ASSIGNMENT: Count the lines in the records below that contain the word "mouth", and reply with only that number.

EXCERPTED RECORDS:
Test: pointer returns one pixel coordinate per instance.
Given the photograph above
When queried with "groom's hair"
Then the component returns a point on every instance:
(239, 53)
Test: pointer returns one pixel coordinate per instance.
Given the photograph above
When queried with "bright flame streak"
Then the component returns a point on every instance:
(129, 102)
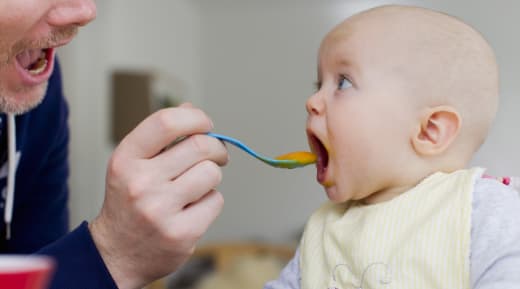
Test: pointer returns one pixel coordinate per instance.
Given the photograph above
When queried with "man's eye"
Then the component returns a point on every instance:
(344, 83)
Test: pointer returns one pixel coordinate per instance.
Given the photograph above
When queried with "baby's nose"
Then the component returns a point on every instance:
(314, 104)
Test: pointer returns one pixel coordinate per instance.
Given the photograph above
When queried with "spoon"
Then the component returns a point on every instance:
(287, 161)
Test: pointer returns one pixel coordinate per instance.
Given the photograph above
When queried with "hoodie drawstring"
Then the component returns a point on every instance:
(11, 160)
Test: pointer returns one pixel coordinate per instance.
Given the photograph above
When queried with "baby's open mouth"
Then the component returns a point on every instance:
(34, 60)
(322, 154)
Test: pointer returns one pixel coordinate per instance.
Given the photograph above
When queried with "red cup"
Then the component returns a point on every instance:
(25, 272)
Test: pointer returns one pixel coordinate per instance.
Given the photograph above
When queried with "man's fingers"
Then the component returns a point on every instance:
(190, 186)
(161, 128)
(194, 149)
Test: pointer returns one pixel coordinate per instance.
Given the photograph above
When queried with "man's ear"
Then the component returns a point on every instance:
(437, 129)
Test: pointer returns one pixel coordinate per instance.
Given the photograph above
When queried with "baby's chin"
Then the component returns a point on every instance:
(337, 196)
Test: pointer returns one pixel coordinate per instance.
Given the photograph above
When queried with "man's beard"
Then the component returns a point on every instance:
(10, 104)
(25, 98)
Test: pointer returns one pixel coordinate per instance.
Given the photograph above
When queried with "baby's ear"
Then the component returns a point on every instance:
(436, 131)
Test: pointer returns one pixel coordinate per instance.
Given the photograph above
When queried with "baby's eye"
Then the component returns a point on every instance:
(344, 83)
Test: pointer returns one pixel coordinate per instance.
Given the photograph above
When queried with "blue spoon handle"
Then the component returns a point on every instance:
(288, 164)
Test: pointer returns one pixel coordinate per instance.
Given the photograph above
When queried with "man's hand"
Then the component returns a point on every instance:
(159, 202)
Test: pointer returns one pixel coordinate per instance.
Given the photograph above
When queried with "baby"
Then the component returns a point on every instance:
(405, 97)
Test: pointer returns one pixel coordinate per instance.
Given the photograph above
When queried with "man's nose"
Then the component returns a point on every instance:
(72, 12)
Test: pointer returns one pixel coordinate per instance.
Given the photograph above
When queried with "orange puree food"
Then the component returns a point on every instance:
(301, 157)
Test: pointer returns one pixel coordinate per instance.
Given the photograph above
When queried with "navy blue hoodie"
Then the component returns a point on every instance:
(40, 211)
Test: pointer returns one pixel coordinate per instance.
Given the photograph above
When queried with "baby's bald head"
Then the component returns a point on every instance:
(444, 62)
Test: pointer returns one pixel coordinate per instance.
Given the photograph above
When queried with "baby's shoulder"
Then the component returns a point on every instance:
(495, 215)
(493, 197)
(495, 233)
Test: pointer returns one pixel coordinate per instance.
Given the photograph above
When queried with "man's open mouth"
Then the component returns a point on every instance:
(35, 61)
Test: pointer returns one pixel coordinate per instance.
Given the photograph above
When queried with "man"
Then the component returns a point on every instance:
(158, 202)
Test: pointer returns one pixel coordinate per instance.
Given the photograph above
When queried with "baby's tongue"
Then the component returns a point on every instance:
(28, 57)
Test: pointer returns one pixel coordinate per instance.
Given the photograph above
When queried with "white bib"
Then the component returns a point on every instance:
(418, 240)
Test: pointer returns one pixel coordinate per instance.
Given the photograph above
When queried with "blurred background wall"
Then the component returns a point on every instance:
(251, 65)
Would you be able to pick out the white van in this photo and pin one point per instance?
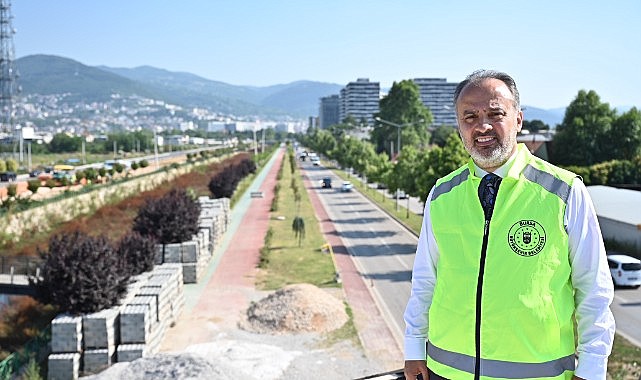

WRITTEN ANSWER: 2